(Object location annotation data)
------------

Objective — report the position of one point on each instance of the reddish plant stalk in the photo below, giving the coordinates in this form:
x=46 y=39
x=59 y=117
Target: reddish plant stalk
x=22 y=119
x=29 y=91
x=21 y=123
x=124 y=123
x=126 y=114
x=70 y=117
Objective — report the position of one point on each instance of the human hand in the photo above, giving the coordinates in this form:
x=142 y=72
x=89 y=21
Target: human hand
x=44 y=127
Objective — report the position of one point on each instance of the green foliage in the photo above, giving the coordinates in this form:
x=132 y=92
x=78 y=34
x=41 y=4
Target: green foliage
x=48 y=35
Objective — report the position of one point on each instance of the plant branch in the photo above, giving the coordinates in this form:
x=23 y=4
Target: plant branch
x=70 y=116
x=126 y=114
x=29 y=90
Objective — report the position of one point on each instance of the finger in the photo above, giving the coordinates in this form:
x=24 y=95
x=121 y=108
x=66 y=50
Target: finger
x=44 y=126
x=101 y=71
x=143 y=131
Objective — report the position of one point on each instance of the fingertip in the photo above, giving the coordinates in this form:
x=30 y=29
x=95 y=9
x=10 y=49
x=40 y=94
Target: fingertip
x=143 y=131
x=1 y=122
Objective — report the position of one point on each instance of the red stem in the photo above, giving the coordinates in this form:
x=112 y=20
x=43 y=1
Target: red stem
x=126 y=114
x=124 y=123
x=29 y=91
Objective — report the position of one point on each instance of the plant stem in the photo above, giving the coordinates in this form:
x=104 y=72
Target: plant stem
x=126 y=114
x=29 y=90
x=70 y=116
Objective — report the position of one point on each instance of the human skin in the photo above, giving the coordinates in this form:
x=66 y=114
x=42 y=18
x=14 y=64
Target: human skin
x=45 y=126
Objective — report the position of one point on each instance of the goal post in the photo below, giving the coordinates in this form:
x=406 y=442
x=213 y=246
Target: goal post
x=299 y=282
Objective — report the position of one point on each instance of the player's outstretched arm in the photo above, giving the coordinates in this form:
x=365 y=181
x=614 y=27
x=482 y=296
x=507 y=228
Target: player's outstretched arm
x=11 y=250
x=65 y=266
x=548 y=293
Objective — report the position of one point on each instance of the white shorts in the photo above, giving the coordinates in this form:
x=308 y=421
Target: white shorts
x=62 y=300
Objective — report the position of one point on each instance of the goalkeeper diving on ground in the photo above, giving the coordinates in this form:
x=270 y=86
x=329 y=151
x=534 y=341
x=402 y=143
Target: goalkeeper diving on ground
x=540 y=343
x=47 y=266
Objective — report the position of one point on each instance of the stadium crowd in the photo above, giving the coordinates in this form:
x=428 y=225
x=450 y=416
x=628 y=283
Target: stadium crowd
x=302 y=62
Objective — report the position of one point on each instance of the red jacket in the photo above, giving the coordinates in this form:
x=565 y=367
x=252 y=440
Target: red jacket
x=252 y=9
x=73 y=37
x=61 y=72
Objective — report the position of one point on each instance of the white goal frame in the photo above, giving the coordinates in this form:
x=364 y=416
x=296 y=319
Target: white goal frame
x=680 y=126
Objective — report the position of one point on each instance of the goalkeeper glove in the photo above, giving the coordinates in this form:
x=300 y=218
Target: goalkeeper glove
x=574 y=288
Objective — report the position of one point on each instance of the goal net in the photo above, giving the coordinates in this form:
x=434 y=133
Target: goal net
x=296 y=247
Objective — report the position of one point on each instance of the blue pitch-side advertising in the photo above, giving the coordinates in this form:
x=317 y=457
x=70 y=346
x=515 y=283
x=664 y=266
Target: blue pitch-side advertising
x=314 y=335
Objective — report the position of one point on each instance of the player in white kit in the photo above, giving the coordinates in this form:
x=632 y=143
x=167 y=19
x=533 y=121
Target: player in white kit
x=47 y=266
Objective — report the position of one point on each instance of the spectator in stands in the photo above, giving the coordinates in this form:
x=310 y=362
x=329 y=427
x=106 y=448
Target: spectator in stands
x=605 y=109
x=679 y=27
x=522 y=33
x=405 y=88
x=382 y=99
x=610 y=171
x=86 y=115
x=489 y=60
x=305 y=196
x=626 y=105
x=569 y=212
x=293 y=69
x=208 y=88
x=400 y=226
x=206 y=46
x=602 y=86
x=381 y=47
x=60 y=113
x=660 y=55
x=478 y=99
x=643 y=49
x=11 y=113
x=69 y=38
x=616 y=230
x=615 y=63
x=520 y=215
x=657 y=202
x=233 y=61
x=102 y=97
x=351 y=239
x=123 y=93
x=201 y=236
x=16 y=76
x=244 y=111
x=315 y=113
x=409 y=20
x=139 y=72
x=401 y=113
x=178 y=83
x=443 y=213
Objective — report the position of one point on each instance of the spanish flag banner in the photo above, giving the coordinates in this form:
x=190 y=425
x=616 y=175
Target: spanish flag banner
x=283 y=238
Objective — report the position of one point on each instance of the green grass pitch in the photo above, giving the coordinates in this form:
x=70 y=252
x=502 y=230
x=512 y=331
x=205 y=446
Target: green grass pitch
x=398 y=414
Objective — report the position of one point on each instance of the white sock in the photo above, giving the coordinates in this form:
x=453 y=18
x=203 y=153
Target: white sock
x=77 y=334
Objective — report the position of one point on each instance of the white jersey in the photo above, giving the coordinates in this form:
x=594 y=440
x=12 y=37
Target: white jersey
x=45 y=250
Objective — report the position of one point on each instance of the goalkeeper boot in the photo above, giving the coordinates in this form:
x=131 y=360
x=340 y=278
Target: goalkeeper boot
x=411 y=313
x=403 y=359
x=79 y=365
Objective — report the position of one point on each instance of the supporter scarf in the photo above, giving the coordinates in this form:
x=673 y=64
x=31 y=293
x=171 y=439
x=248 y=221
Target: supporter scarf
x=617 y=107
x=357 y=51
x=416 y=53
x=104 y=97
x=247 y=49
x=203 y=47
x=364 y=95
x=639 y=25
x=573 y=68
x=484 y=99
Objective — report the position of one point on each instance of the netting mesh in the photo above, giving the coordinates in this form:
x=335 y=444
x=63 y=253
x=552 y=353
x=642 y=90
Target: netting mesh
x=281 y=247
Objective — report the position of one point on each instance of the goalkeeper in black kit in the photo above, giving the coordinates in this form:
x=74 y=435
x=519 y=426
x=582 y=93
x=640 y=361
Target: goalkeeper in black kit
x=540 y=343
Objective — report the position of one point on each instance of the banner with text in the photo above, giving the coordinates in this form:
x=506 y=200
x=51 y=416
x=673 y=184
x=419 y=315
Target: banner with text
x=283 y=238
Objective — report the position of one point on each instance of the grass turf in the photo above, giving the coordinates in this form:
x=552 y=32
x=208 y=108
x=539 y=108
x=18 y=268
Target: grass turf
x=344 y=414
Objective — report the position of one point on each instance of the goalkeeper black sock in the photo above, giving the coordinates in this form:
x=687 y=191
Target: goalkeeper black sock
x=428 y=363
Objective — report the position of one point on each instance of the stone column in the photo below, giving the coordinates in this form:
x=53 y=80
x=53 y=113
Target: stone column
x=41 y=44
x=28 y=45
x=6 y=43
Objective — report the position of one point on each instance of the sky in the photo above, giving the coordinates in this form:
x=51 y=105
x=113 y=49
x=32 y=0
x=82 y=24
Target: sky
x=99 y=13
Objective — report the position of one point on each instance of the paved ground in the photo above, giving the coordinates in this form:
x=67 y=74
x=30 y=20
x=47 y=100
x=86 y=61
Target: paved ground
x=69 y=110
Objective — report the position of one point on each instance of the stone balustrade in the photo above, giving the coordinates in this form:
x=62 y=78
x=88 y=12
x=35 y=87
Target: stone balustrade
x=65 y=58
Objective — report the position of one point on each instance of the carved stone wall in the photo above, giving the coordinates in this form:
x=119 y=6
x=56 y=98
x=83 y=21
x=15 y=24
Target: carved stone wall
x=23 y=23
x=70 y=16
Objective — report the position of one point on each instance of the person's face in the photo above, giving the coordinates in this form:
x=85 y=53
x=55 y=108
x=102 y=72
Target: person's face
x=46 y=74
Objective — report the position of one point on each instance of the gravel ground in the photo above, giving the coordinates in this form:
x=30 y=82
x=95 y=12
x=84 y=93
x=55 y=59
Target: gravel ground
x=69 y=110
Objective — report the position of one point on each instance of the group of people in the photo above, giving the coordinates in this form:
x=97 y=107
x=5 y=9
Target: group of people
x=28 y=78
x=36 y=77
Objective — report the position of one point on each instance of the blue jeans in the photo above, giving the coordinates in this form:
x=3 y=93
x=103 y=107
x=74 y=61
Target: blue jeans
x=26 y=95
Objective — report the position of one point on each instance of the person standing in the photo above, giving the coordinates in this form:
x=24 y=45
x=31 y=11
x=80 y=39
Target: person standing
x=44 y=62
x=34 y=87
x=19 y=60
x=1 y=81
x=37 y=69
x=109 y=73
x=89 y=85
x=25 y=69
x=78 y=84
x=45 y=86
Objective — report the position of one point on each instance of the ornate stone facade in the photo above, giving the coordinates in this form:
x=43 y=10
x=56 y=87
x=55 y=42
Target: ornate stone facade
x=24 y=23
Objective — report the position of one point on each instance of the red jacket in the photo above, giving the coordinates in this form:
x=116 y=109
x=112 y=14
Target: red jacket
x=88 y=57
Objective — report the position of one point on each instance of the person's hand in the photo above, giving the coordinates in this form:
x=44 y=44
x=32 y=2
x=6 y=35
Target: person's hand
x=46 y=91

------------

WHAT YOU ARE ASKED TO DO:
Above are the records; copy exactly the lines from the one with "of the gravel" through the final line.

RESULT:
Objective — report the position of one point on each instance of the gravel ground in the photo above, giving the coordinates in this form:
x=30 y=82
x=95 y=12
x=84 y=93
x=55 y=59
Target: gravel ground
x=69 y=110
Objective — report the position of one point on each instance of the group of people in the photo above, giving the coordinates in this form:
x=97 y=107
x=5 y=9
Target: group of people
x=28 y=78
x=36 y=77
Objective — report the position of one point on each instance of the blue jeans in the photo above, giving the coordinates in this form:
x=3 y=93
x=103 y=107
x=74 y=61
Target: blue jeans
x=26 y=95
Objective — report the position of one point on each instance of the person standing in the photo above, giving the coordinates in this form:
x=24 y=45
x=31 y=11
x=80 y=39
Target: person standing
x=44 y=62
x=34 y=87
x=19 y=60
x=1 y=81
x=37 y=69
x=109 y=73
x=89 y=85
x=25 y=69
x=78 y=84
x=45 y=86
Objective — report the position of one point on each instance of the ornate stone facade in the photo above, giving the coordinates in this form:
x=43 y=10
x=56 y=87
x=55 y=42
Target: ornate stone facade
x=24 y=23
Objective — report the position of one point on each instance of the red jacket in the photo above, giving the coordinates in this form:
x=116 y=109
x=112 y=14
Target: red jacket
x=88 y=57
Objective — report the position of one point on each instance of the person's hand in the photo above, giving the coordinates in this form:
x=44 y=44
x=32 y=2
x=6 y=35
Target: person's hand
x=46 y=91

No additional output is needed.